What this task involves
Transcribe exactly the lines below that begin at the line with "Target: narrow water channel" and stop after the line with "ledge in the photo above.", leaving out every picture.

Working data
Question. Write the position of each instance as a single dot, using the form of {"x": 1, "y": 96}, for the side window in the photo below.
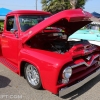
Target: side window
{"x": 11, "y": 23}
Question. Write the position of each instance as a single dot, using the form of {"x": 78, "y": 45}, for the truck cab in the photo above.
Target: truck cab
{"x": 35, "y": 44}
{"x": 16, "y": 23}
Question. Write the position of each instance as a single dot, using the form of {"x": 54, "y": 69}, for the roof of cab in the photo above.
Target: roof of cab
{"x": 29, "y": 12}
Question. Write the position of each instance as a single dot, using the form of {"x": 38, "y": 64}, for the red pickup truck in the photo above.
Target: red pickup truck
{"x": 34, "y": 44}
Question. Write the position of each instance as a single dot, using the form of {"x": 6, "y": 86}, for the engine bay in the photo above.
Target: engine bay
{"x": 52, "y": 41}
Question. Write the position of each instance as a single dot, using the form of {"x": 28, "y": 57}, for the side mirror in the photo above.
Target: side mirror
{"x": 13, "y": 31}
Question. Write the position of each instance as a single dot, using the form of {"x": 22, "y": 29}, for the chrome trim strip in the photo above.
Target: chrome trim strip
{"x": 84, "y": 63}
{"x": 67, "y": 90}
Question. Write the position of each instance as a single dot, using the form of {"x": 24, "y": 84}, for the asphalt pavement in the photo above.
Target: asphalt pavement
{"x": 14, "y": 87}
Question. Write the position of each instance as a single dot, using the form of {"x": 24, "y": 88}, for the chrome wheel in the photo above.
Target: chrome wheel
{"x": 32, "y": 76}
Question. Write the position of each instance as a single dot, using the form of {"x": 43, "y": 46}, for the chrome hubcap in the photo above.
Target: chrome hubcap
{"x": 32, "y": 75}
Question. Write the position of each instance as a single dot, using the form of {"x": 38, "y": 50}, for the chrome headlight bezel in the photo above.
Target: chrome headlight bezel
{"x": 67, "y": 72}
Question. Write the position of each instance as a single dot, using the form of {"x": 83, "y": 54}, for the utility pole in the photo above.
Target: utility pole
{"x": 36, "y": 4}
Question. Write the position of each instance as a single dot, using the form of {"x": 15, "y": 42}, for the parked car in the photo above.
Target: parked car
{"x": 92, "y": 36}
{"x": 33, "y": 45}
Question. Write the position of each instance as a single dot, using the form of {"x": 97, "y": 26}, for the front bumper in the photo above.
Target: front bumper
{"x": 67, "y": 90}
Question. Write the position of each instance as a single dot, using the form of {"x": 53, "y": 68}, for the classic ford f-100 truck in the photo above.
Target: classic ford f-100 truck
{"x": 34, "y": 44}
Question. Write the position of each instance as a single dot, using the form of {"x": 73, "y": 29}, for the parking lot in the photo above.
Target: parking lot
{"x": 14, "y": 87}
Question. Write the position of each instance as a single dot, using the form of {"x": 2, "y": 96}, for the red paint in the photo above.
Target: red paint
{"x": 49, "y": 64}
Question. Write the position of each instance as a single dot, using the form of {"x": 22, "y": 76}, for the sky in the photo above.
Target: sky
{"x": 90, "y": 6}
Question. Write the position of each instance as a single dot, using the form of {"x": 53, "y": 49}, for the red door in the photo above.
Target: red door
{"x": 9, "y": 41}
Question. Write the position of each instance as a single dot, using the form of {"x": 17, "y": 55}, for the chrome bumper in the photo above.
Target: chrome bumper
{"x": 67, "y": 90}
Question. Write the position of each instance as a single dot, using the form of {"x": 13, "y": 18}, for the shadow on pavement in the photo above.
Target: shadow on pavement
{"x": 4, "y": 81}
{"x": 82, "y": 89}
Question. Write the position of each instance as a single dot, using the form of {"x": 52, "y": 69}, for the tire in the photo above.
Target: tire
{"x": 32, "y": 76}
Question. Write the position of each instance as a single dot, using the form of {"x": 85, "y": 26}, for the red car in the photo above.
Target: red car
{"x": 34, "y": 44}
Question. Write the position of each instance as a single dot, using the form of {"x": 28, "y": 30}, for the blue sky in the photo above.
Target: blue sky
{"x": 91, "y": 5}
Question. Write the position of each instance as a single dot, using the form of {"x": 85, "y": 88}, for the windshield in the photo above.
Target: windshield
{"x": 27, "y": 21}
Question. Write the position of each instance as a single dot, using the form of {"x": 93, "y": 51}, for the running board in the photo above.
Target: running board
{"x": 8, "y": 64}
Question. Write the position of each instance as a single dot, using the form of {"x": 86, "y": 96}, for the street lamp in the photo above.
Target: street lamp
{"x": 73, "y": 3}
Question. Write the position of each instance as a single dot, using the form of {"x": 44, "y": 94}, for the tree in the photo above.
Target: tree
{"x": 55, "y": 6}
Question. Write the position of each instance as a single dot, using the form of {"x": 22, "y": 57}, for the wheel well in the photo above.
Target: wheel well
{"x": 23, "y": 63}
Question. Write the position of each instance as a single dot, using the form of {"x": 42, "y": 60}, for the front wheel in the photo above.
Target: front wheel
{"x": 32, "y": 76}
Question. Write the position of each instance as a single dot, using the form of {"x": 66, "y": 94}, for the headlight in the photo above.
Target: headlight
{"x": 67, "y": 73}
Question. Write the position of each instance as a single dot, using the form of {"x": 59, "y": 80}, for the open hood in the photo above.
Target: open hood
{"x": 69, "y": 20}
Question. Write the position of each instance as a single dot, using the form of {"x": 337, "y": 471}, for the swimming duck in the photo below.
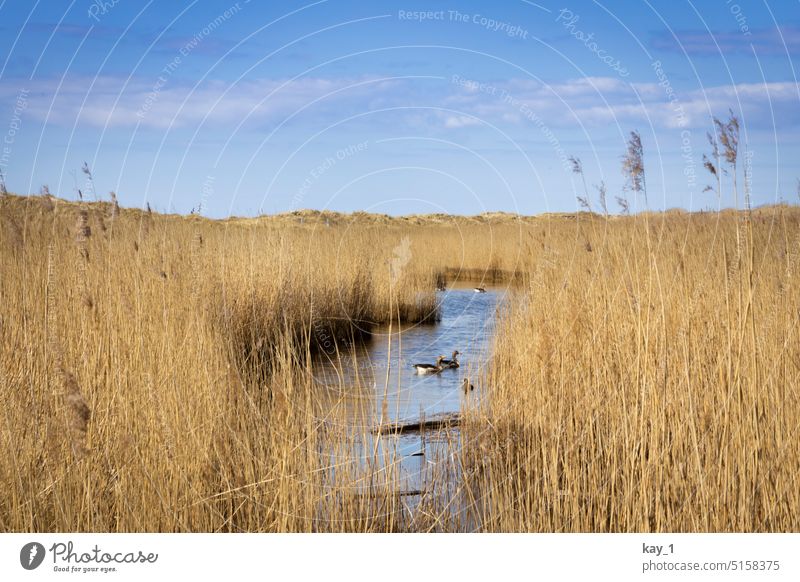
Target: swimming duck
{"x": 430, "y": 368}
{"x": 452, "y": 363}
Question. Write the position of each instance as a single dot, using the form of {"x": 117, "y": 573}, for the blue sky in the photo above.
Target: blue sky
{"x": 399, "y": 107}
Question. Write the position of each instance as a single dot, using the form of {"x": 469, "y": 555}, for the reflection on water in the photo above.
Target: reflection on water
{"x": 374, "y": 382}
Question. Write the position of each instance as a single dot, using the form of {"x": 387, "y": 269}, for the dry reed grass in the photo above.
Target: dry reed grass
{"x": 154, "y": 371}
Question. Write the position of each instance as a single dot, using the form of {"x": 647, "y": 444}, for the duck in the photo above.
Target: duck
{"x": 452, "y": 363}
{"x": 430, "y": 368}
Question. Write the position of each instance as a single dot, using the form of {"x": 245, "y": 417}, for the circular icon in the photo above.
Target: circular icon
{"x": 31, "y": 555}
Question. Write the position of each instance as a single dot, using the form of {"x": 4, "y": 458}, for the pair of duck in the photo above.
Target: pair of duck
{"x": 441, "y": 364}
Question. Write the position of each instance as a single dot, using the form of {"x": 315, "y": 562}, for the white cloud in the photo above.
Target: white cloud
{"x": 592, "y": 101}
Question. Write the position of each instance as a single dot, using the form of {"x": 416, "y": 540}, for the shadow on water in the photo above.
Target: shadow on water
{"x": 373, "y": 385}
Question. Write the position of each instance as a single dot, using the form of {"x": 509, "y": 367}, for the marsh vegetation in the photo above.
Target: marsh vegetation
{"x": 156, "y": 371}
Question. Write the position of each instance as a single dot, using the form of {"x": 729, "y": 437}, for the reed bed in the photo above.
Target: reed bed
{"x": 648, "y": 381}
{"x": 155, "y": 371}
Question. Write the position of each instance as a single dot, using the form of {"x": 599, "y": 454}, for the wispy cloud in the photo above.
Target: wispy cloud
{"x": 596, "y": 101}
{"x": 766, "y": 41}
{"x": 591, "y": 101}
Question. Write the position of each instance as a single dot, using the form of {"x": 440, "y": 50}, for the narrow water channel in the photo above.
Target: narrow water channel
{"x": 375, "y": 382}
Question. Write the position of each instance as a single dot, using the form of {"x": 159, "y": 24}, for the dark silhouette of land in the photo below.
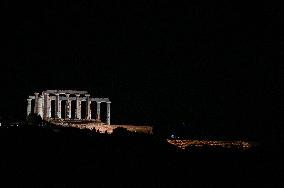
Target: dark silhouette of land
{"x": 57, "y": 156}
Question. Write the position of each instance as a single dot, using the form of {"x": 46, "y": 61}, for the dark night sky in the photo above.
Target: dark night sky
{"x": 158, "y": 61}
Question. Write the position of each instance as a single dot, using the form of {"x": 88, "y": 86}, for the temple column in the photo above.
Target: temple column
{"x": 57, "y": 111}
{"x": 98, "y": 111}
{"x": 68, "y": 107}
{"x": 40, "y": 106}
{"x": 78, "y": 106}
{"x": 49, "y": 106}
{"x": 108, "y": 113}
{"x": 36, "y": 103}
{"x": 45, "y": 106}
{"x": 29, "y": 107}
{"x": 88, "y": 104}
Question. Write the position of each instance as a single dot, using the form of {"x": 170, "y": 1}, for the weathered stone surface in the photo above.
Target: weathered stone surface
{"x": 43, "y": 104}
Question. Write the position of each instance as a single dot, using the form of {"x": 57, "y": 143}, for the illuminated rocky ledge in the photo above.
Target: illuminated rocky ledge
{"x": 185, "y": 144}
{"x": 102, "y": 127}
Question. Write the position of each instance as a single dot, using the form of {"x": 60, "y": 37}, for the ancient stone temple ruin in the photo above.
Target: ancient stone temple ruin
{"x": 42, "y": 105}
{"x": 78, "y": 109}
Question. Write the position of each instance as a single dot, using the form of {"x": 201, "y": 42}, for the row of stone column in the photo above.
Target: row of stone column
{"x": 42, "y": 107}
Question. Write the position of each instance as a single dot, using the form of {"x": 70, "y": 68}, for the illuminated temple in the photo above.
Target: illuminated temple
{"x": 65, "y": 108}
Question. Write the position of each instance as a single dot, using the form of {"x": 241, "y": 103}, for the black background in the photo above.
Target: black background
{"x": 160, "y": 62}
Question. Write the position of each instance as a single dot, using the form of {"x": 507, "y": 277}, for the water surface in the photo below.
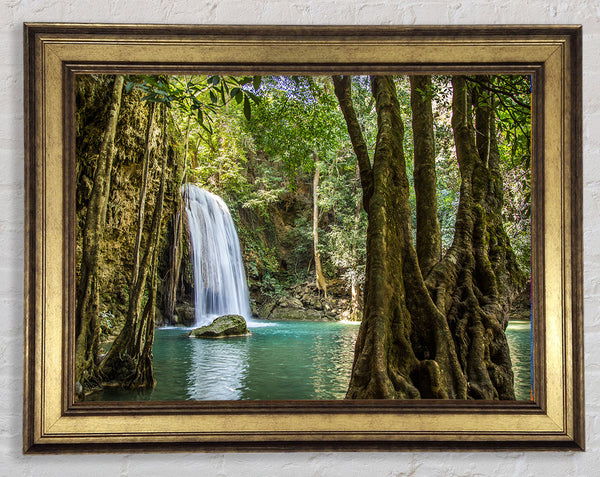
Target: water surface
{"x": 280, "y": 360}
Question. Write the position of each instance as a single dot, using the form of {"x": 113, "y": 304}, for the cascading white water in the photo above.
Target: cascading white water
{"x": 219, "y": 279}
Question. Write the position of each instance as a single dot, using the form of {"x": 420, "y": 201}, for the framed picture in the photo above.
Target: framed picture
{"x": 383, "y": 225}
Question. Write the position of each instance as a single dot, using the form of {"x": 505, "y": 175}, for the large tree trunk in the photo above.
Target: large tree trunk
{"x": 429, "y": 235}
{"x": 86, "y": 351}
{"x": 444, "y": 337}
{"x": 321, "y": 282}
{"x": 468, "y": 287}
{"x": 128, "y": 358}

Written solution
Target: narrow water channel
{"x": 375, "y": 382}
Question. Write the position of each instance as a single dot, using the form of {"x": 159, "y": 24}, for the dark silhouette of land in the photo below.
Target: dark silhouette of land
{"x": 57, "y": 156}
Question. Write the position of each instance as a single dot, using the form of {"x": 46, "y": 61}, for the dark night sky in the photo above.
Target: dark night sky
{"x": 158, "y": 61}
Question. Write the position of each instance as a single dot, using the form of {"x": 88, "y": 86}, for the temple column in the photo above.
Target: temple column
{"x": 57, "y": 111}
{"x": 98, "y": 111}
{"x": 68, "y": 107}
{"x": 40, "y": 106}
{"x": 78, "y": 106}
{"x": 49, "y": 106}
{"x": 108, "y": 113}
{"x": 36, "y": 103}
{"x": 45, "y": 106}
{"x": 29, "y": 107}
{"x": 88, "y": 104}
Question. Write the position of each instance as a single dot, using the form of {"x": 170, "y": 1}, for the weathered stone surface in the photo above.
Target: weathered stone surface
{"x": 43, "y": 104}
Question. Write the position of each instance as a single dot, using the form of {"x": 57, "y": 143}, for the illuminated rocky ledge in the photo above.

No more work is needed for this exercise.